**JOB**
Count the lines below that contain the string "segment", matching case exactly, and reply with the number alone.

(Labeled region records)
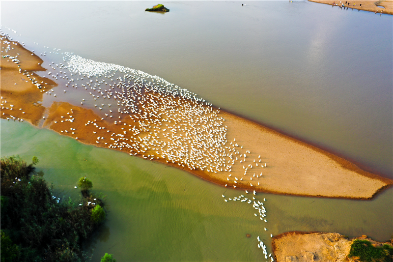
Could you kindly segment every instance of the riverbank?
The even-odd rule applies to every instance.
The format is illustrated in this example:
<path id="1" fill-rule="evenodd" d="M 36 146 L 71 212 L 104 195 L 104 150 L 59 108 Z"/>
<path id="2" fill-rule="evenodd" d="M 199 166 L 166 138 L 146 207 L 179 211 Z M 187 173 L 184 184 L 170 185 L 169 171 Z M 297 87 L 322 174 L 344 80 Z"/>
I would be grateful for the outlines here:
<path id="1" fill-rule="evenodd" d="M 368 11 L 374 13 L 393 15 L 393 1 L 364 1 L 355 0 L 352 1 L 337 1 L 330 0 L 309 0 L 310 2 L 324 3 L 330 5 L 340 6 L 343 4 L 343 7 Z"/>
<path id="2" fill-rule="evenodd" d="M 351 245 L 357 239 L 367 240 L 374 247 L 381 246 L 384 244 L 392 246 L 390 241 L 377 242 L 366 235 L 350 239 L 338 233 L 299 232 L 287 232 L 275 236 L 272 245 L 278 262 L 353 262 L 356 261 L 355 257 L 348 256 Z"/>
<path id="3" fill-rule="evenodd" d="M 3 40 L 1 44 L 3 46 Z M 2 74 L 6 71 L 3 70 L 5 66 L 7 79 L 16 81 L 27 75 L 23 73 L 27 70 L 25 59 L 36 56 L 31 56 L 17 43 L 11 44 L 13 49 L 7 54 L 19 53 L 20 66 L 2 57 L 1 71 Z M 20 72 L 20 67 L 23 68 Z M 14 81 L 4 81 L 2 75 L 1 118 L 25 119 L 36 126 L 42 119 L 44 127 L 81 143 L 161 162 L 239 189 L 369 199 L 392 184 L 392 180 L 363 171 L 333 154 L 205 103 L 182 97 L 153 91 L 138 94 L 142 98 L 138 104 L 141 112 L 139 116 L 123 114 L 120 108 L 116 112 L 114 104 L 108 111 L 104 105 L 92 109 L 65 101 L 44 108 L 40 105 L 42 93 L 56 83 L 45 78 L 35 80 L 38 76 L 32 77 L 32 71 L 28 71 L 30 82 L 23 83 L 26 88 Z M 43 86 L 38 88 L 36 82 L 42 82 Z M 61 99 L 61 93 L 57 93 Z M 174 106 L 169 110 L 168 105 Z M 28 112 L 31 113 L 27 114 L 26 109 L 30 108 Z M 142 121 L 141 116 L 150 116 Z"/>

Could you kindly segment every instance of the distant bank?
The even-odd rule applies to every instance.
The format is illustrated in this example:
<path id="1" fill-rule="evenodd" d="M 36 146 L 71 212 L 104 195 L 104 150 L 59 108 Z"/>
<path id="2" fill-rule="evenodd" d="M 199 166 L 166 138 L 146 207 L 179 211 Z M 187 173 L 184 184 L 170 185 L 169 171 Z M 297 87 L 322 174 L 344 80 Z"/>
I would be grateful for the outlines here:
<path id="1" fill-rule="evenodd" d="M 376 13 L 393 15 L 393 1 L 383 0 L 382 1 L 351 0 L 337 1 L 336 0 L 309 0 L 310 2 L 325 3 L 330 5 L 341 6 L 342 8 L 355 9 L 368 11 Z"/>

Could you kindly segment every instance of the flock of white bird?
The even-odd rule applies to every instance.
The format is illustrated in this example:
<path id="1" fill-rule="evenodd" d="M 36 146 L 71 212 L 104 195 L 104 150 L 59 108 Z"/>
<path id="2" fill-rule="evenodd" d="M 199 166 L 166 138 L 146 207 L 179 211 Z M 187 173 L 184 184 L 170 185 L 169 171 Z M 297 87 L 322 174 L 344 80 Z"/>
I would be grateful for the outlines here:
<path id="1" fill-rule="evenodd" d="M 263 205 L 263 202 L 260 202 L 259 200 L 255 199 L 255 197 L 252 196 L 251 197 L 246 197 L 247 196 L 247 194 L 249 194 L 249 191 L 246 190 L 246 195 L 244 196 L 243 195 L 240 195 L 238 197 L 235 197 L 233 198 L 228 198 L 227 199 L 225 198 L 225 197 L 224 195 L 222 195 L 222 196 L 224 198 L 224 201 L 225 202 L 228 202 L 228 201 L 240 201 L 241 202 L 245 202 L 247 203 L 247 204 L 251 204 L 253 203 L 253 207 L 258 210 L 258 214 L 257 214 L 256 213 L 254 213 L 254 215 L 255 216 L 259 216 L 259 219 L 262 220 L 265 223 L 267 223 L 267 220 L 266 220 L 266 209 L 265 208 L 265 206 Z M 255 190 L 253 191 L 253 194 L 254 196 L 255 196 L 256 194 L 256 192 Z M 251 199 L 251 198 L 253 199 Z M 266 199 L 264 198 L 263 201 L 266 202 Z M 267 229 L 266 227 L 264 228 L 264 230 L 265 231 L 267 231 Z M 270 234 L 270 237 L 273 237 L 273 234 Z M 270 258 L 270 260 L 271 261 L 274 261 L 274 259 L 272 257 L 272 254 L 270 253 L 268 256 L 267 255 L 267 251 L 266 251 L 266 246 L 263 243 L 260 239 L 259 238 L 259 236 L 258 236 L 257 237 L 258 239 L 258 247 L 259 248 L 262 248 L 263 254 L 265 255 L 265 259 L 268 259 L 268 257 Z"/>

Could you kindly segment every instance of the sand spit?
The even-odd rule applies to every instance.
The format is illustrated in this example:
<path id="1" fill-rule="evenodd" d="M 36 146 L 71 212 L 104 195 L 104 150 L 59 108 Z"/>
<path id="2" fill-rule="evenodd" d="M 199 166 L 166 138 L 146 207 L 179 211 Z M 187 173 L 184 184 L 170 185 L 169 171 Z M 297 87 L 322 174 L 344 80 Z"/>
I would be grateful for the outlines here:
<path id="1" fill-rule="evenodd" d="M 57 85 L 34 73 L 46 70 L 40 65 L 43 61 L 38 57 L 21 44 L 3 37 L 0 40 L 3 51 L 0 58 L 1 118 L 25 119 L 36 125 L 45 110 L 40 104 L 43 92 Z"/>
<path id="2" fill-rule="evenodd" d="M 363 0 L 355 0 L 352 1 L 337 1 L 330 0 L 309 0 L 310 2 L 325 3 L 330 5 L 337 5 L 337 6 L 343 4 L 344 7 L 350 9 L 363 10 L 374 12 L 376 13 L 388 14 L 393 15 L 393 1 L 364 1 Z M 383 6 L 381 7 L 381 6 Z"/>
<path id="3" fill-rule="evenodd" d="M 334 155 L 222 111 L 156 76 L 64 53 L 63 62 L 48 62 L 53 72 L 48 77 L 59 82 L 54 87 L 49 78 L 32 75 L 44 70 L 35 55 L 5 37 L 1 50 L 7 50 L 0 60 L 1 118 L 34 125 L 42 119 L 43 127 L 81 143 L 159 161 L 237 189 L 366 199 L 392 184 Z M 17 60 L 11 58 L 16 56 Z M 22 80 L 25 76 L 28 78 Z M 53 98 L 50 107 L 40 105 L 43 94 Z M 66 92 L 74 95 L 73 102 Z"/>
<path id="4" fill-rule="evenodd" d="M 373 245 L 383 244 L 367 238 L 367 236 L 348 239 L 338 233 L 291 232 L 283 233 L 273 238 L 273 253 L 278 262 L 351 262 L 347 256 L 355 239 L 367 239 Z"/>

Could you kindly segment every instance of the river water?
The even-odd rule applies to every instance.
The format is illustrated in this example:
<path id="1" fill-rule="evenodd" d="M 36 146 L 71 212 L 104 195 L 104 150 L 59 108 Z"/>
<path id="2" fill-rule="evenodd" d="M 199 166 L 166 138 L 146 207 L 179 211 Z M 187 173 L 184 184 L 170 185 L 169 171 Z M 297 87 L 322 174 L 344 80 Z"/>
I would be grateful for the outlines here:
<path id="1" fill-rule="evenodd" d="M 1 1 L 1 24 L 29 49 L 156 75 L 393 178 L 392 16 L 308 1 L 244 3 L 163 2 L 170 11 L 161 14 L 143 11 L 153 2 Z M 244 192 L 1 120 L 1 155 L 14 154 L 38 157 L 59 196 L 78 199 L 73 187 L 84 175 L 107 196 L 108 220 L 86 247 L 95 261 L 105 252 L 118 261 L 265 261 L 257 235 L 269 253 L 270 234 L 288 231 L 379 241 L 393 233 L 392 189 L 367 201 L 257 194 L 266 199 L 265 223 L 251 205 L 221 197 Z"/>

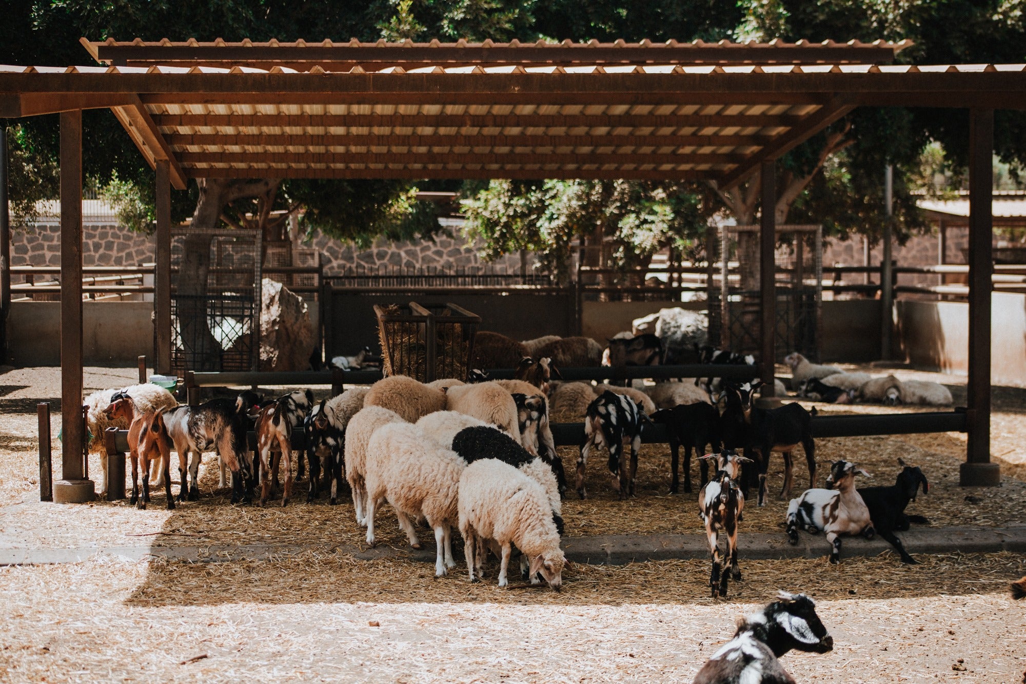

**ANSWER**
5